» **INSTRUCCIONES**:
1. Copia literalmente una parte del fragmento sobre la virtud y la razón: empieza en las palabras "Los hombres sólo" y detente después de "la misma naturaleza.".
2. Responde con brevedad estas preguntas sobre el fragmento acerca de la virtud y la razón:
(a) ¿En qué consiste el supremo bien de los que siguen la virtud?
(b) ¿Qué es la verdadera virtud?
(c) ¿En qué estarían fundadas las leyes que prohibieran matar a los animales?

Los hombres sólo concuerdan siempre necesariamente en naturaleza en la medida en que viven bajo la guía de la razón.
Cuanto más busca cada hombre su propia utilidad, tanto más útiles son los hombres mutuamente.
El supremo bien de los que siguen la virtud es común a todos, y todos pueden gozar de él igualmente.
Demostración: Obrar según la virtud es obrar bajo la guía de la razón, y todo esfuerzo realizado por nosotros según la razón es conocimiento, y, de esta suerte, el supremo bien de los que siguen la virtud consiste en conocer a Dios, es decir, un bien que es común a todos los hombres, y que puede ser poseído igualmente por todos los hombres, en cuanto que son de la misma naturaleza.
Por otra parte, la diferencia entre la verdadera virtud y la impotencia se percibe fácilmente por lo dicho anteriormente, a saber: la verdadera virtud no es otra cosa que vivir según la guía de la razón, y la impotencia consiste solamente en el hecho de que el hombre se deja llevar por las cosas exteriores, y resulta determinado por ellas a hacer lo que la ordinaria disposición de esas cosas exteriores exige, pero no lo que exige su propia naturaleza, considerada en sí sola. En su virtud, es evidente que leyes como la que prohibiera matar a los animales estarían fundadas más en una vana superstición, y en una mujeril misericordia, que en la sana razón. Pues la regla según la cual hemos de buscar nuestra utilidad nos enseña, sin duda, la necesidad de unirnos a los hombres, pero no a las bestias o a las cosas cuya naturaleza es distinta de la humana.

» **DATOS PROPORCIONADOS**:
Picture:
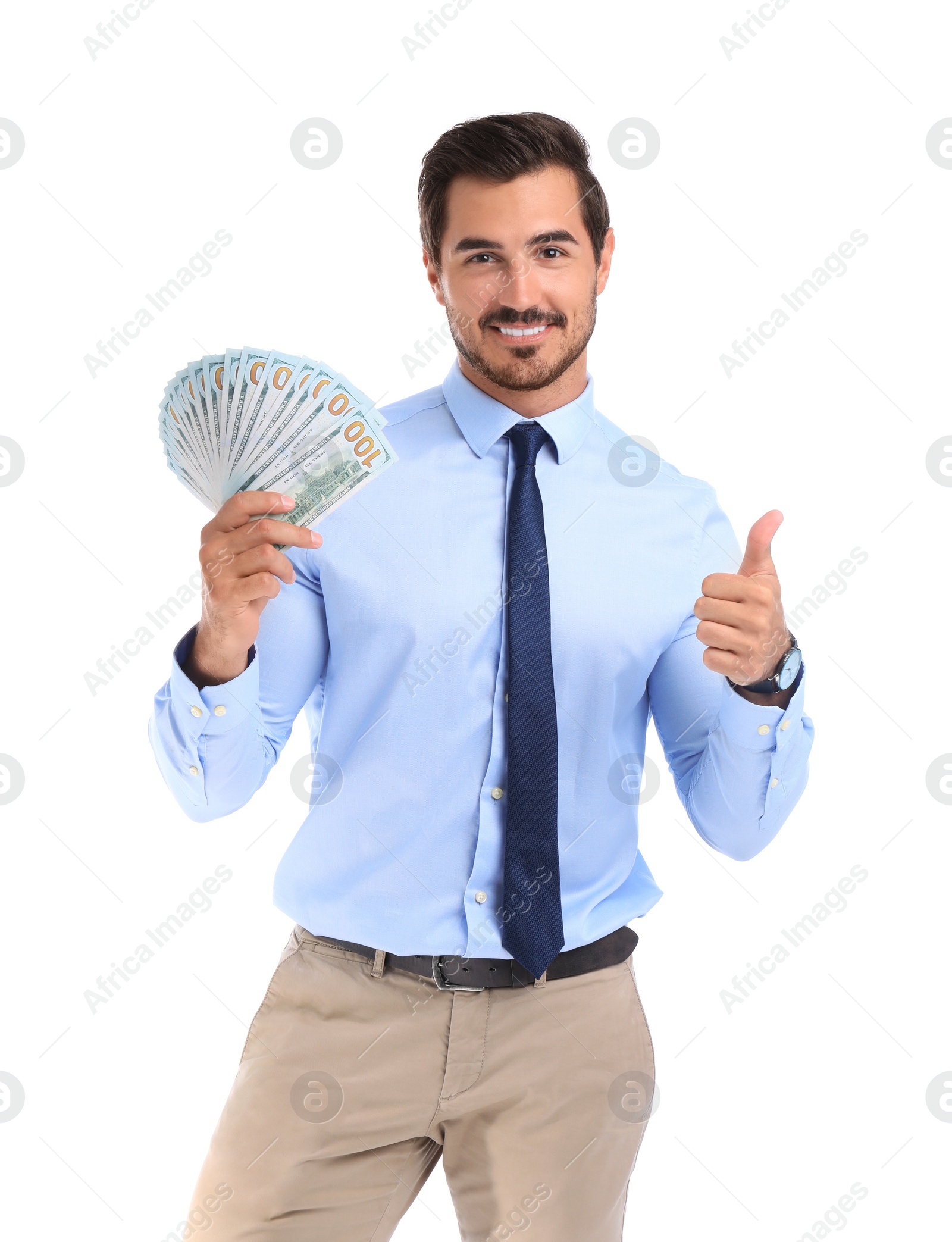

» **RESPUESTAS**:
1.
Los hombres sólo concuerdan siempre necesariamente en naturaleza en la medida en que viven bajo la guía de la razón.
Cuanto más busca cada hombre su propia utilidad, tanto más útiles son los hombres mutuamente.
El supremo bien de los que siguen la virtud es común a todos, y todos pueden gozar de él igualmente.
Demostración: Obrar según la virtud es obrar bajo la guía de la razón, y todo esfuerzo realizado por nosotros según la razón es conocimiento, y, de esta suerte, el supremo bien de los que siguen la virtud consiste en conocer a Dios, es decir, un bien que es común a todos los hombres, y que puede ser poseído igualmente por todos los hombres, en cuanto que son de la misma naturaleza.

2.
(a) Consiste en conocer a Dios.
(b) No es otra cosa que vivir según la guía de la razón.
(c) Estarían fundadas más en una vana superstición y en una mujeril misericordia que en la sana razón.